Problem details:
Arrange the lines below, from the one containing "Thank you for this photo. Would you kindly tag the long-haired" through the final line, as a Markdown table with the columns Row and Line. Number each row, and leave out any blank lines.

Records shown:

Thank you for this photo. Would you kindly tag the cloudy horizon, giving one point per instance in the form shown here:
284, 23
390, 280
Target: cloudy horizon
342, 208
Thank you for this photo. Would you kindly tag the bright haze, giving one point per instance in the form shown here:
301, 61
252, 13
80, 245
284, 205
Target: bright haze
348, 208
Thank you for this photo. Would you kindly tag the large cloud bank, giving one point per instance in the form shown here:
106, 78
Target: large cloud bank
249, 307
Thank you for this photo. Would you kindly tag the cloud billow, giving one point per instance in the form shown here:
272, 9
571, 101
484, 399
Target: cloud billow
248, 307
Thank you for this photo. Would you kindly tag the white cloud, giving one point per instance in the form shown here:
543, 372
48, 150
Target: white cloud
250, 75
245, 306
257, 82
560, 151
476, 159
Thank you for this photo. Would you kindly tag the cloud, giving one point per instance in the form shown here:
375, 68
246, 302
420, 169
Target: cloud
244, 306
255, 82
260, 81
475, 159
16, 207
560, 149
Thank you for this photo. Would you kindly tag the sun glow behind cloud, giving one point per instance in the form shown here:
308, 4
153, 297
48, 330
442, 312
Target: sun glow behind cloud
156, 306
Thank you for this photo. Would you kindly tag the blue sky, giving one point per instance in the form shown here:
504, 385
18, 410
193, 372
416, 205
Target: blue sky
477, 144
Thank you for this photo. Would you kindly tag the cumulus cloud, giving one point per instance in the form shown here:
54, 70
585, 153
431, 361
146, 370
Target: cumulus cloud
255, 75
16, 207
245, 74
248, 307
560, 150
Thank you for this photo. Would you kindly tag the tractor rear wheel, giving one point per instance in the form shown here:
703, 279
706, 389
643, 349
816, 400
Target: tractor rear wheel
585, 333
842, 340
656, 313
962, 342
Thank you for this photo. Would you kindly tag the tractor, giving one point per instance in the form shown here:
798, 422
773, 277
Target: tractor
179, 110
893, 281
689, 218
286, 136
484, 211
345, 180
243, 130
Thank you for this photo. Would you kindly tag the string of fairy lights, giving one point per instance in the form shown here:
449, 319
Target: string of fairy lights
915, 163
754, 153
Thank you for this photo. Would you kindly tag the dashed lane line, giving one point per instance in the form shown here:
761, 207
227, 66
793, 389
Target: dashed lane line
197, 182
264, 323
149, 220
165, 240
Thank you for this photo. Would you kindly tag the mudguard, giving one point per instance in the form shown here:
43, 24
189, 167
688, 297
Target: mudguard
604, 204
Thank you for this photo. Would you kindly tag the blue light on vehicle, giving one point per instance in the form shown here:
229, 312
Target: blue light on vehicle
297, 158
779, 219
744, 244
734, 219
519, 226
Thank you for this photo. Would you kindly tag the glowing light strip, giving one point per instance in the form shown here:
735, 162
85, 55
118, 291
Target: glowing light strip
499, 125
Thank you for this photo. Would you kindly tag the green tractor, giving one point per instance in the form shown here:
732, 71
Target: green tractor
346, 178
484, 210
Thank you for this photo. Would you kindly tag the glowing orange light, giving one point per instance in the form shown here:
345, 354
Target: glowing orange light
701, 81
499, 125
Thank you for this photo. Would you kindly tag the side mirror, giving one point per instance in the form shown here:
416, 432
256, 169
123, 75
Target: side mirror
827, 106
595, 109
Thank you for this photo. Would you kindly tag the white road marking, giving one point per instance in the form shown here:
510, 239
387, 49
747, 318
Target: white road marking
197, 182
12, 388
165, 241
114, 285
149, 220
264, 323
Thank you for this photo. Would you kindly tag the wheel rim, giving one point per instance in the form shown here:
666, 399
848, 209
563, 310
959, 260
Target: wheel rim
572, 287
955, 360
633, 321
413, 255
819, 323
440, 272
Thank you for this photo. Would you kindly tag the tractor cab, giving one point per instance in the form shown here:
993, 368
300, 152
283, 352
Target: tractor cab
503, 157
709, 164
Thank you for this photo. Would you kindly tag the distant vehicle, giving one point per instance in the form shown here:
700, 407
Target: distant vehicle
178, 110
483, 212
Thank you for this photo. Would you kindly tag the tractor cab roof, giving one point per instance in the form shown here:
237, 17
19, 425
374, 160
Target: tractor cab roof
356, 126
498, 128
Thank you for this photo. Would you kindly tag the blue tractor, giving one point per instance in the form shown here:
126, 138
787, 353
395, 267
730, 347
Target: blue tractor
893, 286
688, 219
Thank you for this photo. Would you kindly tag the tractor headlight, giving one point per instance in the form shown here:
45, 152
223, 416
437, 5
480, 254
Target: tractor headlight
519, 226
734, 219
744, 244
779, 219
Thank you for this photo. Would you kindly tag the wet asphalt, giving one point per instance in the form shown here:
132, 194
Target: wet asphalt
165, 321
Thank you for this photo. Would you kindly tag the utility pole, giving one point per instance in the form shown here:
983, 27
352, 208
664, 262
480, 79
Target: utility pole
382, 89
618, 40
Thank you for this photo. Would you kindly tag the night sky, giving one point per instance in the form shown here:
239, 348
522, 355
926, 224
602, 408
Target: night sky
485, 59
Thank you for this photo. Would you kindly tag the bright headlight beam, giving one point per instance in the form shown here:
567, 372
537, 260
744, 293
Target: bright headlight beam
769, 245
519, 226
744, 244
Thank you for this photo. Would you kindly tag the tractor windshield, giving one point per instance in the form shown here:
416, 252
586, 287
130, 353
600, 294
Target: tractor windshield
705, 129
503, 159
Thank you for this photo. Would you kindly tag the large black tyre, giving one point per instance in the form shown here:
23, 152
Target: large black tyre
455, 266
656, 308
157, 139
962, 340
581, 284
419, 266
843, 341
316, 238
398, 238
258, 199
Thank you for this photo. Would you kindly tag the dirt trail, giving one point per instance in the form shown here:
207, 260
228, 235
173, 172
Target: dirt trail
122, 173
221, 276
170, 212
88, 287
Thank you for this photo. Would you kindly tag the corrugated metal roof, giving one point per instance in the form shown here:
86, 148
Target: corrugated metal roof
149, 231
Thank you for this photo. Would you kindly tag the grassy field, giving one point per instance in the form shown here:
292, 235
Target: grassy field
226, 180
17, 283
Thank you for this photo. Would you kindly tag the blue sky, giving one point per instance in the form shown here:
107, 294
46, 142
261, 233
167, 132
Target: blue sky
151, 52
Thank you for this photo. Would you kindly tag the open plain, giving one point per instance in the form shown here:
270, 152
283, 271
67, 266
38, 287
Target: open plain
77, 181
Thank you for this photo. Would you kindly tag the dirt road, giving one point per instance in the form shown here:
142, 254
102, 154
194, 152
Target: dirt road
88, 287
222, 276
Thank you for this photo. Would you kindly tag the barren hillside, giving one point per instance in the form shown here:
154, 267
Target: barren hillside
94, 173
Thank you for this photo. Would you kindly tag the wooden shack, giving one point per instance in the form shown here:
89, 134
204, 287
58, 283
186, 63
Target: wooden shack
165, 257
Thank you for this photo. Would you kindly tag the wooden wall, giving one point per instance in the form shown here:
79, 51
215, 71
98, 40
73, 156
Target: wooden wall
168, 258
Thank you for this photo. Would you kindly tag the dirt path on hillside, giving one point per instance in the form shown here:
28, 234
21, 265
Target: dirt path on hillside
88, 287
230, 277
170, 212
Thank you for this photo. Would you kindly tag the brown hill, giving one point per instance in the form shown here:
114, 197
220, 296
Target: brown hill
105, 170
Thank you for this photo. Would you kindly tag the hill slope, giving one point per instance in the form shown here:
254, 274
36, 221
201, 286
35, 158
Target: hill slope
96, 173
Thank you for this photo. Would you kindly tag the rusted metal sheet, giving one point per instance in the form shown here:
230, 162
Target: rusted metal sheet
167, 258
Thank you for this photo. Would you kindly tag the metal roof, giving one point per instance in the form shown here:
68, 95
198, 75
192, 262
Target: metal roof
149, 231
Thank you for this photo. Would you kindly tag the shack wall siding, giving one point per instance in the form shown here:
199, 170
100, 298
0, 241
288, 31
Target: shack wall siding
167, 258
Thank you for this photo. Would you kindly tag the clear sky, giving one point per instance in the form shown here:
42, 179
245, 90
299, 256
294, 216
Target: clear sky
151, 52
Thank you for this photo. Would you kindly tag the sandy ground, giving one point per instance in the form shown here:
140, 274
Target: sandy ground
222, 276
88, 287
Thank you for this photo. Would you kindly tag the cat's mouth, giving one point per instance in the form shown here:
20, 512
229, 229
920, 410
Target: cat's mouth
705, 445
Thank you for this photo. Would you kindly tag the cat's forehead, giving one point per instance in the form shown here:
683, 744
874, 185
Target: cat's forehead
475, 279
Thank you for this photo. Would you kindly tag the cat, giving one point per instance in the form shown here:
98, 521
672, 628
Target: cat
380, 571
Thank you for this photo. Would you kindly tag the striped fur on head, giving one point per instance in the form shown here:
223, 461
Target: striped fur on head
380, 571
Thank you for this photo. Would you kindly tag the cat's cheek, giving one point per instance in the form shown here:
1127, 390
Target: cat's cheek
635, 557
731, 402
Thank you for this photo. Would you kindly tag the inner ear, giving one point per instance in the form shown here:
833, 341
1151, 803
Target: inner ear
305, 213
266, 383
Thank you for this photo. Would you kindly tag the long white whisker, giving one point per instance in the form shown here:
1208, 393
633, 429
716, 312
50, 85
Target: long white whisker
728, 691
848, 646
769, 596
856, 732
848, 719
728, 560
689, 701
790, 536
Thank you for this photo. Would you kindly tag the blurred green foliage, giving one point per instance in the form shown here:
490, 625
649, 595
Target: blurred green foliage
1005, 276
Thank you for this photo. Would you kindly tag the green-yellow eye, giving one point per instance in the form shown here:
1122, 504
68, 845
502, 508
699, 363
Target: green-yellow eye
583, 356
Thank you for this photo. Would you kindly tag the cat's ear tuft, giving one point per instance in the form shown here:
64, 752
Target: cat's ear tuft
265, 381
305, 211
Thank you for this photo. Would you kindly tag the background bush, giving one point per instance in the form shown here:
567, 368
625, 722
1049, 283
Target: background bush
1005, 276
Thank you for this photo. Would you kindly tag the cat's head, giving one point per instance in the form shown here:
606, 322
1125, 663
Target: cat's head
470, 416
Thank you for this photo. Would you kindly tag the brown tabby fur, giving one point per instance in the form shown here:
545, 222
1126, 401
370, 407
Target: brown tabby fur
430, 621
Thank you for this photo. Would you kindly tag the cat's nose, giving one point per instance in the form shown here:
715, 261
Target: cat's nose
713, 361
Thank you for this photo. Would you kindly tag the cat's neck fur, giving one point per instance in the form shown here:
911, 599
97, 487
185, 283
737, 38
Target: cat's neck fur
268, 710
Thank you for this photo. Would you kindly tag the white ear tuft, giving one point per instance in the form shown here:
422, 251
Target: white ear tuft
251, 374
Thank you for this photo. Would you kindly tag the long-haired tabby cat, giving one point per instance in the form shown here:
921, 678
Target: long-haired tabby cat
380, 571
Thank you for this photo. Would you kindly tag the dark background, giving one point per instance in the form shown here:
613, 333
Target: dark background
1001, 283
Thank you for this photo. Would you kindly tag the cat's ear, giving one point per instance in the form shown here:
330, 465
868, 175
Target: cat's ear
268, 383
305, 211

Right answer:
| Row | Line |
|---|---|
| 1 | Thank you for this photo. Would you kindly tag the long-haired tabby cat, giving one point per instance in the form shown here: |
| 2 | 921, 678 |
| 3 | Target: long-haired tabby cat |
| 4 | 380, 571 |
| 5 | Thank you for this photo. Would you kindly tag the dark background, giving one point per instance in the form shown here: |
| 6 | 613, 333 |
| 7 | Target: dark background |
| 8 | 1001, 283 |
| 9 | Thank you for this photo. Would you kindly tag the cat's ear, giving one point per instance in the form shown here: |
| 10 | 330, 465 |
| 11 | 868, 175 |
| 12 | Target: cat's ear |
| 13 | 268, 383 |
| 14 | 305, 211 |